- Brief A
In the caregiving post, how long did the doctor have to pester the HMO before it changed its mind about paying for the wheelchair?
- Brief B
Reproduce word for word the part of the caregiving post starting at "I don’t get" and ending at "within that time.".

- Supplied text
The issue of quality of care is the one that gripes me the most. Shortly after his accident, when it became apparent that he was going to live, the media was making a big thing about how his life was changed and how he needed constant care and showing all the equipment needed just to maintain him, my wife had two comments:
“Well, I guess I don’t have it so bad after all.”
“I wonder how long we’d have had to fight with our HMO to get authorization for all that.”
As Broomstick pointed out, Mr. Reeve was fortunate in that he had the money to afford the best possible care. I don’t begrudge him that, especially after hearing that he had freely acknowledged that he was getting care that others would not. When my wife’s condition had reached the point where she could not walk more than 20 feet without assistance, her doctor had authorized her to get a motorized wheelchair. We had already purchased a used wheelchair, but because of the limited use she had of her right arm the only way she could move herself forward in a straight line was by using it as a glorified walker. When we called our HMO, however, we were told than even with the doctor’s authorization they would not pay the cost of an electic wheelchair. It took three months of pestering by our doctor (one of the reasons we later changed health plans to be able to keep seeing him) before they changed their mind.
And I can certainly concur with Broomstick’s comments on wheelchairs as liberating rather than confining devices. Before she got her scooter (it was decided that a scooter was better suited to her needs than a wheelchair) my wife was pretty much stuck in the house. After she got it, she thought nothing of going shopping or even just out for a “roll” around the neighborhood. It certainly made our annual Las Vegas vacation more enjoyable for both of us; she could go where she wanted and I wasn’t “stuck” with having to push her around.
I don’t get all this “denial” bullshit. Had his injury occured twenty or even ten years earlier, Reeve would almost certainly be dead and if not, any chance for any recovery would be nil. As it stands, though, he’s received his injury just as we’re on the verge of dramatic leaps in medical science. Reeve could easily live another 30 years or more, and no-one on this board (and no-one generally) has any idea of what will be possible within that time.

Records contained in a dataset
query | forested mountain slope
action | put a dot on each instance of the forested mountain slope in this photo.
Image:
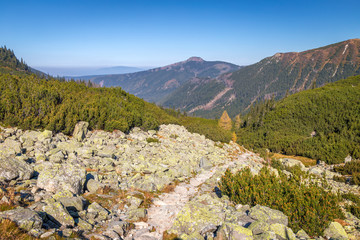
(273, 76)
(322, 123)
(154, 84)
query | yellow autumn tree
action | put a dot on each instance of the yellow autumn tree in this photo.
(237, 122)
(225, 121)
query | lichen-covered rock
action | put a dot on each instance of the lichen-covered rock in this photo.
(100, 213)
(10, 147)
(80, 130)
(93, 185)
(301, 234)
(233, 232)
(136, 214)
(259, 227)
(198, 214)
(46, 134)
(57, 177)
(83, 225)
(57, 212)
(289, 162)
(74, 203)
(13, 168)
(282, 231)
(268, 215)
(336, 232)
(26, 219)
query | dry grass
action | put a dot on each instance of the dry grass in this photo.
(10, 231)
(170, 236)
(306, 161)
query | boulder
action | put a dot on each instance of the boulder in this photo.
(336, 232)
(93, 185)
(57, 212)
(268, 215)
(289, 162)
(233, 231)
(282, 231)
(45, 135)
(259, 227)
(80, 130)
(26, 219)
(57, 177)
(10, 147)
(13, 168)
(72, 203)
(205, 163)
(136, 214)
(99, 212)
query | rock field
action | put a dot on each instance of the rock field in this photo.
(101, 185)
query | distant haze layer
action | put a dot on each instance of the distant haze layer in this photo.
(81, 71)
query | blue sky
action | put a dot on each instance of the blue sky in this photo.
(155, 33)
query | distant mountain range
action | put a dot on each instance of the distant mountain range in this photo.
(69, 72)
(271, 77)
(156, 84)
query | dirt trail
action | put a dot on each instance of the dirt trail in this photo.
(163, 212)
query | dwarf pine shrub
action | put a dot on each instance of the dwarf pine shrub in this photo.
(308, 206)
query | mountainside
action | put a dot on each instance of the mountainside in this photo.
(273, 76)
(322, 123)
(154, 84)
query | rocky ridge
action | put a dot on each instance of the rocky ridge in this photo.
(105, 185)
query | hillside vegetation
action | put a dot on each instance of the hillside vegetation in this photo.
(322, 123)
(273, 76)
(31, 101)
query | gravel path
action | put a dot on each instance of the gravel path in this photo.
(162, 213)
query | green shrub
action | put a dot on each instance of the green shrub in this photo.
(350, 168)
(150, 140)
(308, 206)
(355, 207)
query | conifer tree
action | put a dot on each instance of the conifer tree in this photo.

- Answer section A
Three months.

- Answer section B
I don’t get all this “denial” bullshit. Had his injury occured twenty or even ten years earlier, Reeve would almost certainly be dead and if not, any chance for any recovery would be nil. As it stands, though, he’s received his injury just as we’re on the verge of dramatic leaps in medical science. Reeve could easily live another 30 years or more, and no-one on this board (and no-one generally) has any idea of what will be possible within that time.